## TRECHO ESCOLHIDO
Em retrospecto, a tolice dessa disputa parece clara, mas na época eram comuns dicotomias esquemáticas como a que contrapôs Vidas secas e Deus e o diabo. Não é difícil encontrar metáforas esportivas na crítica de cinema de então que acentuavam o caráter competitivo da atividade, vista como se fosse uma luta de boxe, com rounds nos quais diretores superavam uns aos outros.

Vidas secas é um filme incomparável, em mais de um sentido. Nelson não havia feito nada parecido antes, nem faria depois. No cinema brasileiro, por sua vez, também não se encontram realizações equiparáveis. E mesmo na produção internacional, apesar de ser arriscada avaliação tão abrangente, a única referência que ocorre é a da trilogia de Apu, de Satyajit Ray, iniciada em 1955 e parcialmente exibida, no Brasil, entre o final de 1961 e início de 1962.

Locações reais, elenco formado em maioria por não profissionais, encenação de ações banais pouco decupadas, fotografia sem artifícios de luz, ausência de trilha musical, diálogos esparsos – tudo contribui para a impressão de autenticidade do registro visual, em Vidas secas. Até mesmo a precariedade da sonorização, excetuado o uso do rangido do carro de boi, contribui para a recriação ficcional de um mundo de dimensões míticas, fora do tempo, em que a cidade grande é evocada como um pólo de atração distante – terra prometida cultivada pela imaginação.

Falou-se de despojamento, minimalismo, crueza, brutalidade da luz, a propósito de Vidas secas. Todos traços identitários do filme, sem dúvida. Mas o decisivo para sua permanência talvez seja o que Jean-Claude Bernardet chamou de “alto nível de abstração”, apesar da inferência redutora que ele mesmo fez dessa noção em Brasil em tempo de cinema, publicado em 1967. Lida hoje, parece tão descabida quanto na época a extrapolação que levou Jean-Claude a escrever que Fabiano “é tanto o sertanejo quanto o pequeno-burguês citadino, e talvez mais o segundo que o primeiro”; e que sua família “pode ser tanto sertaneja como da classe média de qualquer centro urbano”, “pode até ser mais classe média que sertaneja”. Para Jean-Claude Vidas secas seria “um filme urbano a respeito do campo”.

## LISTA DE TAREFAS
• a. Transforme em lista o parágrafo do trecho escolhido que começa com "Locações reais, elenco formado", mantendo os fatos principais.
• b. No trecho escolhido, quais características de Vidas secas aparecem na frase que começa com "Falou-se de despojamento"? Cite todas.

## REGISTROS DE DADOS
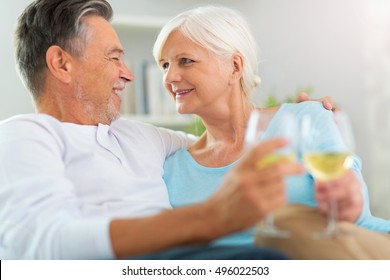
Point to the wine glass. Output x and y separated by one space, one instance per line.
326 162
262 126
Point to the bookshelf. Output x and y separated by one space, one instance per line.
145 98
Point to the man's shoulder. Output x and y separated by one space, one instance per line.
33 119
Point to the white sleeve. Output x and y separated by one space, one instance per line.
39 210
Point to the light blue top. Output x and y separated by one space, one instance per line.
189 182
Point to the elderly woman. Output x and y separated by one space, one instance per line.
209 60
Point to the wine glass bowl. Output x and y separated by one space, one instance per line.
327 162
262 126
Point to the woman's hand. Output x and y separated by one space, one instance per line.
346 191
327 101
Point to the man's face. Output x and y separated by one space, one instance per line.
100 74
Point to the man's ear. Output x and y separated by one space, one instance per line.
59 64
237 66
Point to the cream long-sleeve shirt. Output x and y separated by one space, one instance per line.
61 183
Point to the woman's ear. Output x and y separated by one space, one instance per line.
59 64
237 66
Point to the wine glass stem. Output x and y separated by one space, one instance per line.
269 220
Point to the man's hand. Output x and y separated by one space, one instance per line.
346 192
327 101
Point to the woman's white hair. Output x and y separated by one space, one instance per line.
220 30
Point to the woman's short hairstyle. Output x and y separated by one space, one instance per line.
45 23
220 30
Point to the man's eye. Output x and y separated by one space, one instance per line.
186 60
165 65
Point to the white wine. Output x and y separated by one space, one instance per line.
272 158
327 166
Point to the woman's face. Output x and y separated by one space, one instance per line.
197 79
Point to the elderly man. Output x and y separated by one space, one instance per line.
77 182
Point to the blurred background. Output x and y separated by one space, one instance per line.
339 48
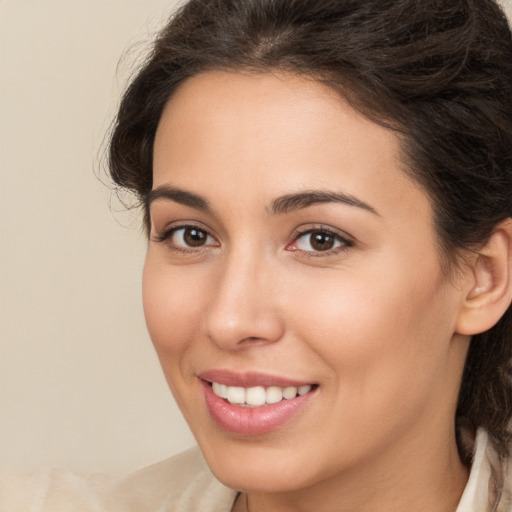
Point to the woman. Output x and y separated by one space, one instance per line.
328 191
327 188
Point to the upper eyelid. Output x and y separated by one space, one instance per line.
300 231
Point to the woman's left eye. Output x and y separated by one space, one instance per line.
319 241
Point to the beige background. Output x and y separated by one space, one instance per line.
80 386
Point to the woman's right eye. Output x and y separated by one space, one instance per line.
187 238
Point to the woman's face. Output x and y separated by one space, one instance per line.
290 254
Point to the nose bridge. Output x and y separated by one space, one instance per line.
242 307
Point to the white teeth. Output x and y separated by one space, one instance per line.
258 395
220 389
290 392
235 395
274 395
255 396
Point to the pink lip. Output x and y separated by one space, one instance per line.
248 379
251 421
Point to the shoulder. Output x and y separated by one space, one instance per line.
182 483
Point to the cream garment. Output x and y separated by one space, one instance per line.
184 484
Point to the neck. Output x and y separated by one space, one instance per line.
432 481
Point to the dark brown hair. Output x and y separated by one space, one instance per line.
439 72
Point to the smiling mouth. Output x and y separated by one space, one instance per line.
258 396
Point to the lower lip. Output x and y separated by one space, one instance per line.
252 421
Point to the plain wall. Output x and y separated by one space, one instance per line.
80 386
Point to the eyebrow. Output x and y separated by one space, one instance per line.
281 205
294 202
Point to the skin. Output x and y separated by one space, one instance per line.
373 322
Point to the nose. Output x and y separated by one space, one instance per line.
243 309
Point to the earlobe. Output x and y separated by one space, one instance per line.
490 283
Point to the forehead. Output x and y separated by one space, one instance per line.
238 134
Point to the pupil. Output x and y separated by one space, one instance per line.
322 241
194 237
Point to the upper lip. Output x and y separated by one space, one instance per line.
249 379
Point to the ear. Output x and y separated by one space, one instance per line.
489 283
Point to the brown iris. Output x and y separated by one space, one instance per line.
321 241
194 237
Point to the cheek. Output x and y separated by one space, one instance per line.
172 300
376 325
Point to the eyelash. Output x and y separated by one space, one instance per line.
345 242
==
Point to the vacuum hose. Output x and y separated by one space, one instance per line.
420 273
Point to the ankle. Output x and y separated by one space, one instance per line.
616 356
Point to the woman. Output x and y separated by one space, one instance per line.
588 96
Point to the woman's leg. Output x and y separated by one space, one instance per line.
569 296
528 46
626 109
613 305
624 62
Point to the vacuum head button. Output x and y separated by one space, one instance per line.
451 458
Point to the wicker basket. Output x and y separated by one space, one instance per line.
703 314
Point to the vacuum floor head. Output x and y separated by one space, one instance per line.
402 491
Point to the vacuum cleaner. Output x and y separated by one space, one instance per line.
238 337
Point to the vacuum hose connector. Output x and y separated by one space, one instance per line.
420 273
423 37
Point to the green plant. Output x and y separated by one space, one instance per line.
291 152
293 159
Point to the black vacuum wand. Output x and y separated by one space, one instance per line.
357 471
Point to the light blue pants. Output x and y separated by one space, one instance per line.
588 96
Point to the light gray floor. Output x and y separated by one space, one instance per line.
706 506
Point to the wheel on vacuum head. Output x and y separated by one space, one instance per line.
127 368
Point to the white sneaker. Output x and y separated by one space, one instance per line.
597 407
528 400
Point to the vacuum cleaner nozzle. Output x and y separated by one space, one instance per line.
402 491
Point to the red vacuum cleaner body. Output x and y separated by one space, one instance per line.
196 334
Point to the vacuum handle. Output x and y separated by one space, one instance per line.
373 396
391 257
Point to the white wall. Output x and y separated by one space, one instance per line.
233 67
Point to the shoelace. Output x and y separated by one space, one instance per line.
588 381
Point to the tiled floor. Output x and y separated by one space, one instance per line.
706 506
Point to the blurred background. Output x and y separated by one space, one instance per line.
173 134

## RESPOSTAS POR TAREFA
• a.
- Locações reais
- Elenco formado em maioria por não profissionais
- Encenação de ações banais pouco decupadas
- Fotografia sem artifícios de luz
- Ausência de trilha musical
- Diálogos esparsos
- Tudo isso dá a impressão de autenticidade ao registro visual de Vidas secas.
- Até a sonorização precária, exceto o rangido do carro de boi, ajuda a recriar um mundo de dimensões míticas e fora do tempo.
- Nesse mundo, a cidade grande aparece como um polo de atração distante, uma terra prometida cultivada pela imaginação.

• b.
- despojamento
- minimalismo
- crueza
- brutalidade da luz